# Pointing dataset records
● ● ●
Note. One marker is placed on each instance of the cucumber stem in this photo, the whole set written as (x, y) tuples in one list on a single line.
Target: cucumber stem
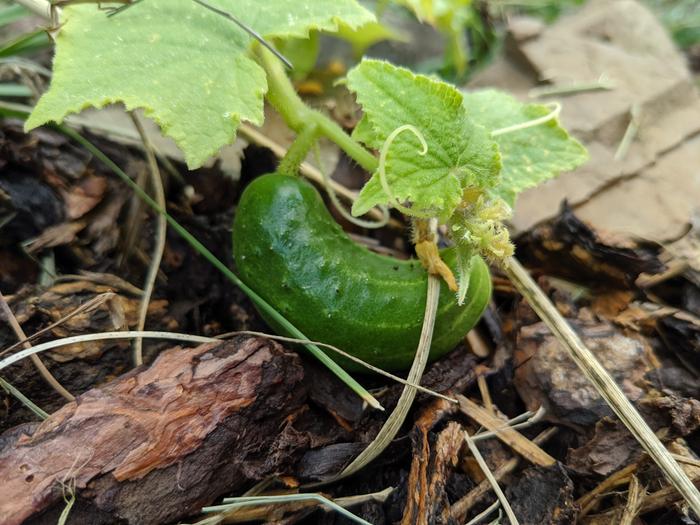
[(219, 265), (299, 149), (297, 115)]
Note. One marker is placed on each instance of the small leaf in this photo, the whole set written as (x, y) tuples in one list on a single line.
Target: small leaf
[(530, 155), (460, 153), (186, 66)]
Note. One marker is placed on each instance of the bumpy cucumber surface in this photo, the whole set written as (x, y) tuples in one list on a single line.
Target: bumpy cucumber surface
[(288, 248)]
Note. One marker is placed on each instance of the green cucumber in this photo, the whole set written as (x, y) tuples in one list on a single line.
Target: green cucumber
[(288, 248)]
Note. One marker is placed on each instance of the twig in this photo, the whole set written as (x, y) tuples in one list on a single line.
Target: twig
[(235, 503), (351, 357), (102, 336), (524, 420), (463, 505), (508, 435), (602, 84), (621, 477), (477, 519), (37, 411), (630, 132), (393, 423), (485, 394), (601, 380), (159, 245), (38, 363), (87, 306), (635, 496), (491, 479)]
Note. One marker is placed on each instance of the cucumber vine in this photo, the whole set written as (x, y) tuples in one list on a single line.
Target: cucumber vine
[(464, 160)]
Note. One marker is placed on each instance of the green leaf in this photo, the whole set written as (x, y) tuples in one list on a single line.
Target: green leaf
[(187, 67), (530, 155), (460, 153)]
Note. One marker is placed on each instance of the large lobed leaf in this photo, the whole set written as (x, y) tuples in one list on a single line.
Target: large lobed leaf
[(530, 155), (460, 153), (187, 67)]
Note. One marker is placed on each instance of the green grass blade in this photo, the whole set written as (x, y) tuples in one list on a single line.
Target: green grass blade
[(16, 110)]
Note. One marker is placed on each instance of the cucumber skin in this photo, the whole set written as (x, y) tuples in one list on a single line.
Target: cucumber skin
[(290, 250)]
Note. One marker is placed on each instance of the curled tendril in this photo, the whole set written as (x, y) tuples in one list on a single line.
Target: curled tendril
[(553, 114), (382, 163), (339, 206)]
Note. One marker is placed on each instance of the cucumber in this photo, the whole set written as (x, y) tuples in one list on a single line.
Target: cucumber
[(288, 248)]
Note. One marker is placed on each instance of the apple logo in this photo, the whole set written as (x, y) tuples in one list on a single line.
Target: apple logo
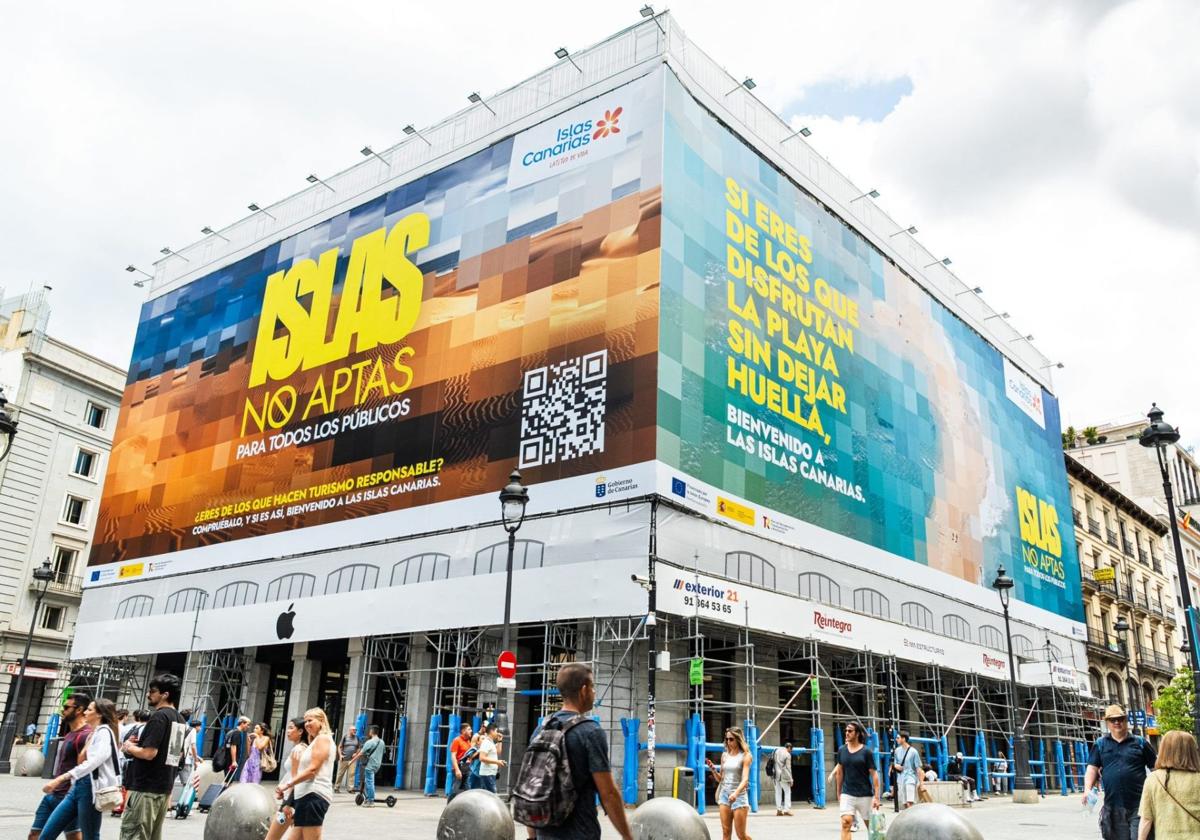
[(283, 628)]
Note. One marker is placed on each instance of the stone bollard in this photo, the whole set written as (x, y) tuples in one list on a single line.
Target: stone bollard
[(667, 819), (475, 815), (931, 821), (30, 763), (241, 813)]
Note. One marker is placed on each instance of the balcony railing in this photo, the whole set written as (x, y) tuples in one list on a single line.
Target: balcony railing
[(61, 585), (1153, 660), (1105, 643)]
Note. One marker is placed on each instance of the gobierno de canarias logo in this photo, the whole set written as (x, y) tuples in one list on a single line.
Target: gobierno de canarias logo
[(575, 136)]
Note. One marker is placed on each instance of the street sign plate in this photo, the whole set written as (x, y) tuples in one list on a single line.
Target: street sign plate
[(507, 665)]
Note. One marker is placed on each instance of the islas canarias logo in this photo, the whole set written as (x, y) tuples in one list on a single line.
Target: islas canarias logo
[(575, 136), (303, 328), (1042, 543)]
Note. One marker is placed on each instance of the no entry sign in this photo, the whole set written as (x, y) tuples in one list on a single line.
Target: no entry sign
[(507, 664)]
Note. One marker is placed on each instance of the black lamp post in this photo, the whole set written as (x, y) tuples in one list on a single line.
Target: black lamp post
[(43, 575), (7, 426), (1122, 630), (1158, 436), (514, 499), (1024, 790)]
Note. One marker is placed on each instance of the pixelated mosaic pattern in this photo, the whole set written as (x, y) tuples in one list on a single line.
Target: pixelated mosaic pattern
[(514, 280), (930, 435)]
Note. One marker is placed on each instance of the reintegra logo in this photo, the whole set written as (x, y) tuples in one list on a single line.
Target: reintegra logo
[(706, 591), (829, 623), (576, 136)]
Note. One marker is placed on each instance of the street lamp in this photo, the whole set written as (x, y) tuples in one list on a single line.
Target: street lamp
[(514, 499), (1122, 630), (1024, 790), (7, 426), (1158, 436), (43, 575)]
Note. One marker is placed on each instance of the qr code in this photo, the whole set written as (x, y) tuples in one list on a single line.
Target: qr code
[(563, 409)]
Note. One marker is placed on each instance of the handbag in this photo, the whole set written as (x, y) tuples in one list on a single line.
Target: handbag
[(107, 798), (268, 761), (1173, 796)]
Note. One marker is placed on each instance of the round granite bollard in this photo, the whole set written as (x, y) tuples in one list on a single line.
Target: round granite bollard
[(31, 762), (666, 819), (931, 821), (241, 813), (475, 815)]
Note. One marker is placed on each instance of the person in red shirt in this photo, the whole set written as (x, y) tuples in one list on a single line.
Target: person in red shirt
[(75, 737), (459, 748)]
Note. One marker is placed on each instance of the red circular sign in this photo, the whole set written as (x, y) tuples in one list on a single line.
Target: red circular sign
[(507, 664)]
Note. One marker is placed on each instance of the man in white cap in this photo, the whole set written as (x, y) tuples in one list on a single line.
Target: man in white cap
[(1122, 760)]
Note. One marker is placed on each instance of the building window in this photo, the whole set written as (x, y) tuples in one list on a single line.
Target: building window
[(291, 587), (418, 568), (991, 637), (95, 415), (75, 510), (749, 568), (817, 587), (64, 563), (917, 616), (871, 603), (52, 618), (955, 627), (354, 577), (84, 465), (235, 594)]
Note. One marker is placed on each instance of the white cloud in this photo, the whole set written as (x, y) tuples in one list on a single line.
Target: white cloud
[(1050, 149)]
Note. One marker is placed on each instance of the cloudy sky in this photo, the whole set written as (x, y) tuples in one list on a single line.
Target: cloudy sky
[(1051, 149)]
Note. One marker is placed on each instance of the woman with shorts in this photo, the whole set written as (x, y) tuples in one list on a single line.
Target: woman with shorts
[(312, 778), (295, 736), (733, 778)]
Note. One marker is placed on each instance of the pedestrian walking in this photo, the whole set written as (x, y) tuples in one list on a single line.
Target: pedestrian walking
[(1000, 781), (346, 750), (490, 762), (1122, 761), (97, 772), (154, 754), (237, 742), (371, 755), (297, 739), (781, 765), (1170, 799), (733, 778), (70, 748), (312, 778), (586, 750), (906, 762), (258, 743), (856, 780), (459, 749)]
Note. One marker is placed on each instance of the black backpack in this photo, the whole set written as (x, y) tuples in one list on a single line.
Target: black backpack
[(544, 793)]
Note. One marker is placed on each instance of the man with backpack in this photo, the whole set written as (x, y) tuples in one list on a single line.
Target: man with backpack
[(567, 767), (155, 753)]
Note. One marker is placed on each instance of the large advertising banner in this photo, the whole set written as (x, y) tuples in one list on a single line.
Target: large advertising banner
[(405, 354), (807, 384)]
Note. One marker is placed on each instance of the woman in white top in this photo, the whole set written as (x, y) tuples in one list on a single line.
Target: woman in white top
[(298, 738), (95, 772), (312, 778)]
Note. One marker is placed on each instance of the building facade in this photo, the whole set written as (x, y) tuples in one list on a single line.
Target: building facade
[(760, 436), (65, 402), (1117, 539)]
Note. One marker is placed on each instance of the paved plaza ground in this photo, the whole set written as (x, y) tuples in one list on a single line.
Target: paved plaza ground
[(415, 817)]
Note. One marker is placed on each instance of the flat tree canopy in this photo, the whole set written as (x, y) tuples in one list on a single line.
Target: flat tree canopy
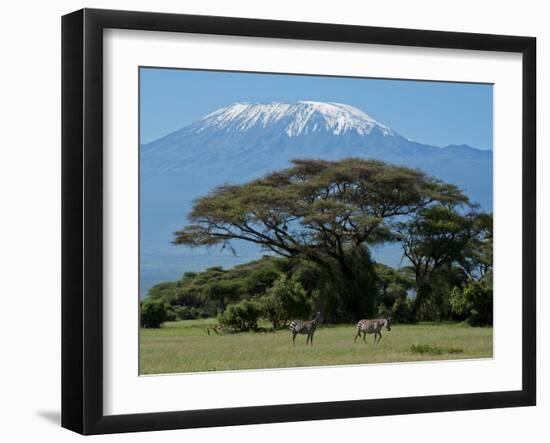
● ● ●
# Given instruction
Can you output every one of the records above word for word, leaving out the pictures?

# Solution for this task
Note. One marker is placed on each instance of the cucumber stem in this photo, the whole set written as (x, y) tuples in one list on a single line.
Target: cucumber stem
[(219, 265), (299, 149), (297, 115)]
Note. One marker is placed on each instance of the small leaf in this photo, the whole set written as (x, y) tuples in one list on a single line.
Target: small leaf
[(530, 155), (460, 153), (186, 66)]
Note. One marker is placed on each instance of the bumpy cucumber surface in this photo, the whole set written as (x, y) tuples in one list on a single line.
Target: bumpy cucumber surface
[(288, 248)]
Note. One marker is placed on each instance of the green cucumber in this photo, the whole set written as (x, y) tuples in one list on a single line.
Target: green cucumber
[(288, 248)]
Note. One marker is placed on each instance of the twig in this photo, the whole set written as (x, y) tuples in one list on a single line.
Target: twig
[(235, 503), (351, 357), (102, 336), (524, 420), (463, 505), (508, 435), (602, 84), (621, 477), (477, 519), (37, 411), (630, 132), (393, 423), (485, 394), (601, 380), (159, 245), (38, 363), (87, 306), (635, 496), (491, 479)]
Note. One marker is placed on each instance of the cucumber vine in this photo, the whole set written as (x, y) tuples in one list on a single line.
Target: cucumber vine
[(464, 160)]
Note. One marker is placed on each instance of the green leaf in this photo, the whole set written as (x, y) tuples in one list on a single line.
Target: green leaf
[(187, 67), (530, 155), (460, 153)]
Note. One marker is placed on each instance of the large lobed leaf in this photo, the whole set written as (x, y) tuples in one list on a single line.
Target: large lobed leaf
[(530, 155), (460, 153), (187, 67)]
Note. One marker is placed on each instance of the green grass blade in this photo, the whole set written as (x, y) tuples in one list on a single line.
Target: green grass blade
[(16, 110)]
Note. One marker is placed on each instance of the cucumber skin in this photo, the whole set written as (x, y) tuples in one list on a single line.
Target: cucumber skin
[(290, 250)]
Note. One marker is placed on each instance of the curled tendril in this photo, the whole set written as (x, y) tuples in one list on a single line.
Target: curled tendril
[(553, 114), (382, 163), (339, 206)]
Note. One marker is placed on each instance of the cucumber in this photo, the whole set written as (x, y) tuples in one list on a single line.
Target: cucumber
[(288, 248)]
Note. One marker is placed on each instance of the apple logo in this photo, the whole set written as (x, y) tuples in one list on a single line.
Target: apple logo
[(283, 628)]
Note. One marker is placed on each instance of the stone bollard in this photo, the whole set written as (x, y) tuples in one list on a single line.
Target: stone bollard
[(667, 819), (475, 815), (931, 821), (30, 763), (241, 813)]
Note. One marker is placed on each instance of the balcony railing in this photo, the whole set written as (x, y) tuples in one list on a single line.
Target: balcony railing
[(61, 585), (1153, 660), (1105, 643)]
Note. One marker is placed on each instance of the gobierno de canarias logo in this photo, the whole set written as (x, y) tuples in one list on a single line.
Target: gobierno de canarias logo
[(575, 136)]
Note. One marker is placed on each instance of the street sign plate in this photo, the whole set written as (x, y) tuples in one list on a single line.
Target: street sign plate
[(507, 665)]
Note. One marker is placed on each instance of the islas canarias logo in this photo, the whole set written as (x, y) tuples in one list on a single line.
Target: islas canarias logo
[(575, 136), (303, 328), (1042, 543)]
Note. One marker is placed on each instance of the no entry sign in this photo, the whole set written as (x, y) tuples in one list on a single line.
Target: no entry sign
[(507, 664)]
Note. One marker is placed on each instance of the black lamp post in this photo, the whole set written as (x, y) tuples in one list on a single line.
Target: black lamp post
[(43, 575), (7, 426), (1122, 630), (1158, 436), (514, 499), (1024, 790)]
Note. One marker is placed on each instance of the pixelated mosaic pattern in this photo, the whole set written as (x, y) tuples in one list on a single line.
Target: pixelated mosaic pattern
[(514, 280), (930, 435)]
Note. One marker is placed on each instance of the reintegra logo in this photo, the whole set written as (x, y) tuples in one list on a single line.
Target: reintegra logo
[(706, 591), (829, 623), (576, 136)]
Note. One marker is placed on each instance of the street lamp in this photo, the whole set written as (x, y) tuples in one list on a single line.
Target: street lamp
[(514, 499), (1122, 630), (1024, 790), (7, 426), (1158, 436), (43, 575)]
Note. One marker is placed on each instance of the qr code in this photo, the whole set written as (x, y) tuples in one list on a single line.
Target: qr code
[(563, 409)]
Note. One marker is placed on each instance of the handbag in this photo, the whole set written as (x, y) tuples in one list on a single line.
Target: handbag
[(107, 798), (268, 761), (1173, 796)]
Note. One marker is placed on each instance of the round granite bollard in this photo, the whole set written as (x, y) tuples in one list on a single line.
Target: round granite bollard
[(31, 762), (666, 819), (931, 821), (241, 813), (475, 815)]
Note. One marker is placed on each instance of the person in red shirt in this photo, the whole set written as (x, y) tuples in one list on a single line.
Target: person in red shirt
[(75, 737), (459, 748)]
Note. One marker is placed on each instance of the red circular sign in this photo, the whole set written as (x, y) tuples in one list on a single line.
Target: red circular sign
[(507, 664)]
Note. One marker is placed on each instance of the man in white cap in this photo, the whole set written as (x, y) tuples in one list on a single line.
Target: man in white cap
[(1122, 760)]
Note. One marker is placed on each instance of the building window in this photo, the whole set written as (x, y) tuples in one list on a single line.
Target: building window
[(291, 587), (418, 568), (991, 637), (95, 415), (75, 510), (749, 568), (817, 587), (64, 563), (917, 616), (871, 603), (52, 618), (955, 627), (354, 577), (84, 465), (235, 594)]
Note. One marker is placed on each instance of the white cloud in this photo, the whole set written as (x, y) tuples in one list on a single line.
Target: white cloud
[(1050, 149)]
Note. One marker is placed on each instance of the cloudy sky in this photo, the whole set written as (x, y) tuples in one list on a single line.
Target: cloudy sky
[(1051, 149)]
Note. One marker is placed on each instance of the woman with shorts in this photo, the whole set written as (x, y) tuples in one list on a single line.
Target: woman with shorts
[(312, 778), (295, 736), (733, 778)]
Note. One marker is placed on each instance of the pedestrian walking in this photo, the whole set written as (x, y) tuples in one list on a single line.
Target: pedestrian walking
[(1000, 781), (346, 750), (490, 762), (1122, 761), (97, 772), (154, 754), (237, 742), (371, 755), (297, 739), (781, 765), (1170, 799), (733, 778), (70, 748), (312, 778), (586, 750), (906, 762), (258, 743), (856, 780), (459, 749)]
Note. One marker is placed on each instance of the black backpack in this photo, the whole set written as (x, y) tuples in one list on a single line.
Target: black backpack
[(544, 793)]
Note. One marker is placed on each instance of the man with backpack in this photo, the whole set written as (x, y) tuples in one list on a single line.
Target: man with backpack
[(567, 767), (155, 753)]
Note. One marker is placed on each instance of the large advertising banner in this photo, the whole set written as (x, y) tuples in one list on a single line.
Target: large advertising banner
[(405, 354), (807, 384)]
Note. One marker is placed on each instance of the woman in white top in this photo, the whole set written as (x, y) tuples in one list on a single line.
Target: woman in white top
[(298, 738), (95, 772), (312, 778)]
Note. One marker is placed on each instance of the building facade in this photo, the whole set written as (x, y) tuples in one list on a single line.
Target: building facade
[(760, 436), (65, 402), (1117, 539)]
Note. One marker is placed on each instance of the paved plaza ground in this photo, the whole set written as (x, y) tuples in one list on a single line.
Target: paved plaza ground
[(415, 817)]
Note. One marker is placed on each instance of the flat tree canopy in this photo, the whole set written as (x, y) tuples in one list on a single line.
Target: flat tree canopy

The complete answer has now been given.